The influx of new gun owners across the country over the past few years is undeniable. From polls showing households with firearms at an all-time high to reports from gun stores and ranges that are seeing more and more first-timers walking through their doors, there’s plenty of evidence to back up the idea that more Americans are embracing their Second Amendment rights, especially since the run on firearms that coincided with the COVID-related shutdowns in 2020.
That doesn’t mean that every new gun owner is enthusiastic about it, however. We are talking about folks who, in many cases, had made the conscious decision not to own a gun for various reasons. But even those reluctant gun owners are still appreciative of the fact that they have the right to keep and bear arms, as a new story in the Philadelphia Inquirer shows.
The paper interviewed several Philadelphia residents who’ve concluded that they’re better off with a gun than without one, and even those who never thought that would be the case, like Tamika Murray, are now all-in on exercising their Second Amendment rights.
She had been sitting on the idea of owning a firearm for years. She had even applied for and received her license to own a firearm in 2013. But Murray couldn’t bring herself to actually purchase one.
“There’s a lot of trauma in our community … from firearms,” said Murray, who is Black. “So many of us have lost brothers and cousins and uncles — it’s been a plague.”

Exercise tasks:
(a) According to the article on new gun owners, in what year did Tamika Murray receive her license to own a firearm?
(b) Please repeat the article on new gun owners word for word between "That doesn’t mean" and "actually purchase one.", inclusive.

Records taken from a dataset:
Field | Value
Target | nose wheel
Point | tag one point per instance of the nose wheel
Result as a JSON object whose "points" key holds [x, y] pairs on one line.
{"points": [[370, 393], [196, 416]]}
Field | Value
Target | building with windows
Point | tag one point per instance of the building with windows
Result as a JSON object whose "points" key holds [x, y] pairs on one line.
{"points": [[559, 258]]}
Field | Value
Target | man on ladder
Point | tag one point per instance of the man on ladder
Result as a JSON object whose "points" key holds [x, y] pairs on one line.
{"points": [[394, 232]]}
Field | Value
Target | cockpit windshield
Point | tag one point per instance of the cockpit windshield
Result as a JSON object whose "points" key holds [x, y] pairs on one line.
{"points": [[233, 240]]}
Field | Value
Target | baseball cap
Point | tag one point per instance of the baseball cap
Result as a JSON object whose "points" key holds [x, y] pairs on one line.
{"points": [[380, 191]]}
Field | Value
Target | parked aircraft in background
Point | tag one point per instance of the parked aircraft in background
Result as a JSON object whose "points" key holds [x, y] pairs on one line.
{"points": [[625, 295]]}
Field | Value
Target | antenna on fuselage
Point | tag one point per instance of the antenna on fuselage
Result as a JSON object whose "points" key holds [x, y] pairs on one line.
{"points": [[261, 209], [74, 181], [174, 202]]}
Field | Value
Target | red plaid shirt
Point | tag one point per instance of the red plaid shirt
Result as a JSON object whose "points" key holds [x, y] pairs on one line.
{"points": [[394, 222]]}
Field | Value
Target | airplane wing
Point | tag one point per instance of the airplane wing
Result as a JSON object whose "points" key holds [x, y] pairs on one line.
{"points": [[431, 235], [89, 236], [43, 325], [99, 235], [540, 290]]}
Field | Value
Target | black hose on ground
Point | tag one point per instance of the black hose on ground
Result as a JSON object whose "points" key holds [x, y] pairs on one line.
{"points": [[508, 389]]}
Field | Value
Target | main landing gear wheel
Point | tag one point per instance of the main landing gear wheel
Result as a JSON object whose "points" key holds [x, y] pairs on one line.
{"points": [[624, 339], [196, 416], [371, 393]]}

Results for each task:
(a) 2013

(b)
That doesn’t mean that every new gun owner is enthusiastic about it, however. We are talking about folks who, in many cases, had made the conscious decision not to own a gun for various reasons. But even those reluctant gun owners are still appreciative of the fact that they have the right to keep and bear arms, as a new story in the Philadelphia Inquirer shows.
The paper interviewed several Philadelphia residents who’ve concluded that they’re better off with a gun than without one, and even those who never thought that would be the case, like Tamika Murray, are now all-in on exercising their Second Amendment rights.
She had been sitting on the idea of owning a firearm for years. She had even applied for and received her license to own a firearm in 2013. But Murray couldn’t bring herself to actually purchase one.